::: SUPPLIED INFORMATION
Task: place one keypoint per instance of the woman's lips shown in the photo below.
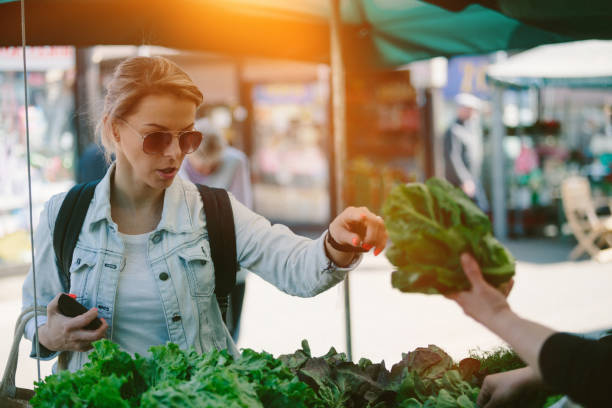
(167, 173)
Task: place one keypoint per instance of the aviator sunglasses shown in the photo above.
(157, 141)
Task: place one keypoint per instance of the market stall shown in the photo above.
(494, 22)
(551, 122)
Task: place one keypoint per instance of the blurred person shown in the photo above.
(216, 164)
(142, 261)
(92, 164)
(463, 152)
(561, 362)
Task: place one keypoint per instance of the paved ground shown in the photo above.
(570, 296)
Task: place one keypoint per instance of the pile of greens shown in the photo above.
(426, 377)
(172, 378)
(430, 225)
(175, 378)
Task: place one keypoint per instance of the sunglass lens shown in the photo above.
(156, 142)
(190, 141)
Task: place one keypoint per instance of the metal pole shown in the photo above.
(339, 137)
(29, 155)
(500, 224)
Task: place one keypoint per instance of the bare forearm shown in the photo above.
(524, 336)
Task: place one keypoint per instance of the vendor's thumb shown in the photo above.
(471, 269)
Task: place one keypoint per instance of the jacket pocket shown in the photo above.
(83, 264)
(199, 269)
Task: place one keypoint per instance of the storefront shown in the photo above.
(554, 108)
(52, 140)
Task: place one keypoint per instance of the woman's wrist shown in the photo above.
(340, 258)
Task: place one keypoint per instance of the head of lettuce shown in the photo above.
(430, 226)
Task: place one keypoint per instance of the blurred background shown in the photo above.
(538, 78)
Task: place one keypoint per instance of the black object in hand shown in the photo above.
(69, 307)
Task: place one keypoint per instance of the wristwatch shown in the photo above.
(342, 247)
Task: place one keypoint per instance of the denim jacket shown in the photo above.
(178, 255)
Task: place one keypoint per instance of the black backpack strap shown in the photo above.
(68, 226)
(222, 240)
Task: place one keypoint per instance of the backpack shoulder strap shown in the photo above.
(222, 239)
(68, 226)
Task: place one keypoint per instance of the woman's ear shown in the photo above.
::::::
● INSTRUCTIONS TO FOLLOW:
Going from the line that has "Task: place one keypoint per instance of the paved" through the last line of the entries, retype each line exactly as given and add nothing.

● RESULT OF THIS EXERCISE:
Task: place one keypoint per instance of the paved ground shown in the photo above.
(570, 296)
Task: place one keypoint per instance of the pile of greens shown in the photo above.
(426, 377)
(172, 378)
(430, 225)
(175, 378)
Task: place one keypoint per instance of the sunglass lens shown in the photo above.
(156, 142)
(190, 141)
Task: place one keypoint per instance of the metal pole shown in the photo above.
(339, 137)
(29, 155)
(500, 224)
Task: place one keypoint per instance of the bare forearm shown in the photo above.
(524, 336)
Task: place one keypoint per instance of the vendor's thumb shown in the photo above.
(471, 269)
Task: place one keypoint per instance of the jacket pocket shown in the photo above.
(83, 264)
(199, 269)
Task: place one keypoint per instance of the storefront shown in the photo above.
(554, 108)
(52, 140)
Task: place one keypoint per instance of the woman's wrist shown in the photo above.
(340, 258)
Task: place one keypoint per instance of the head of lettuce shown in the photo above.
(430, 226)
Task: place one keypoint per instance of the blurred background shown in the photo above.
(538, 78)
Task: place one keypoint per instance of the black object in hand shown in the photo above.
(69, 307)
Task: place one keypoint per instance of the wristwatch shown in the photo above.
(342, 247)
Task: place one keypoint per instance of the denim jacket shown in the photo above.
(178, 255)
Task: place one keypoint per instance of the black backpack strap shown in the photo above.
(68, 226)
(222, 240)
Task: place one keypoint per instance of the backpack shoulder strap shown in the photo above.
(222, 239)
(68, 226)
Task: place one keypoint per instance of the woman's ear shown in the photo above.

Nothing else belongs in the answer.